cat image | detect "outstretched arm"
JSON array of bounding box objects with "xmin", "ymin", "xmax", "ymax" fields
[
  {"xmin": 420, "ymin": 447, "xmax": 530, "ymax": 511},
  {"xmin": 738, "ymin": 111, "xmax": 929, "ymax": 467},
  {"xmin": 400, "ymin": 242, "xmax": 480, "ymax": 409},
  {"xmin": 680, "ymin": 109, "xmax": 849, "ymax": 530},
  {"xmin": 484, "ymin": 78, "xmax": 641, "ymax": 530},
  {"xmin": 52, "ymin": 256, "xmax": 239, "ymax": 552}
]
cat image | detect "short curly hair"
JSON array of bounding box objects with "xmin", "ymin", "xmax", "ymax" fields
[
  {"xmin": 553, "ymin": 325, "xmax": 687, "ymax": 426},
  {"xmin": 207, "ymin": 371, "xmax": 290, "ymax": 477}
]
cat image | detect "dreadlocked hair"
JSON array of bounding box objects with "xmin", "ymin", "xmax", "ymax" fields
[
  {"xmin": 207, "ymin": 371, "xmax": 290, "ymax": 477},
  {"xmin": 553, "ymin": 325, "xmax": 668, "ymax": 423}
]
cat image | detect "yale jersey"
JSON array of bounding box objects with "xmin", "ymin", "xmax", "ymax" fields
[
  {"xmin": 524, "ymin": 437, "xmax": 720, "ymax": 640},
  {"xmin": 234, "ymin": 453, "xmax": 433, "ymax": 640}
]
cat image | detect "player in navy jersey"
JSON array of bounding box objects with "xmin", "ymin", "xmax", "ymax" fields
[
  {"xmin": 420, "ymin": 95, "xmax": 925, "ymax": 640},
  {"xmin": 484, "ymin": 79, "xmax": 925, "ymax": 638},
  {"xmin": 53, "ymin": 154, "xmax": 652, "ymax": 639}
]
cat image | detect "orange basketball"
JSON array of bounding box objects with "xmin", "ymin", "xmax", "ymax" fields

^^^^^^^^

*PROBLEM DETAILS*. Please quote the data above in full, with no line missing.

*EXERCISE OUTPUT*.
cat image | detect "outstretched arm"
JSON array of bounding box objects with "xmin", "ymin", "xmax", "ymax" fields
[
  {"xmin": 420, "ymin": 447, "xmax": 530, "ymax": 511},
  {"xmin": 738, "ymin": 111, "xmax": 929, "ymax": 467},
  {"xmin": 400, "ymin": 242, "xmax": 480, "ymax": 409},
  {"xmin": 680, "ymin": 109, "xmax": 849, "ymax": 530},
  {"xmin": 484, "ymin": 78, "xmax": 641, "ymax": 530},
  {"xmin": 52, "ymin": 256, "xmax": 239, "ymax": 552}
]
cat image | detect "short curly hair"
JSON array of bounding box objects with "xmin", "ymin", "xmax", "ymax" fields
[
  {"xmin": 553, "ymin": 325, "xmax": 687, "ymax": 426},
  {"xmin": 207, "ymin": 371, "xmax": 290, "ymax": 477}
]
cat image | detect "dreadlocked hair"
JSON array of bounding box objects with "xmin", "ymin", "xmax", "ymax" fields
[
  {"xmin": 207, "ymin": 371, "xmax": 290, "ymax": 477},
  {"xmin": 553, "ymin": 325, "xmax": 668, "ymax": 423}
]
cat image | detect "yale jersey"
JSON array of bounding box objects with "xmin", "ymin", "xmax", "ymax" fields
[
  {"xmin": 524, "ymin": 437, "xmax": 720, "ymax": 640},
  {"xmin": 234, "ymin": 453, "xmax": 433, "ymax": 640}
]
cat image | detect "player in navy jersey"
JSON array of bounding box objects with "xmin", "ymin", "xmax", "ymax" fields
[
  {"xmin": 420, "ymin": 95, "xmax": 925, "ymax": 640},
  {"xmin": 484, "ymin": 79, "xmax": 925, "ymax": 638},
  {"xmin": 53, "ymin": 154, "xmax": 652, "ymax": 639}
]
cat image | detect "orange basketball"
JSON array of bounding box objects with "xmin", "ymin", "xmax", "ymax" fields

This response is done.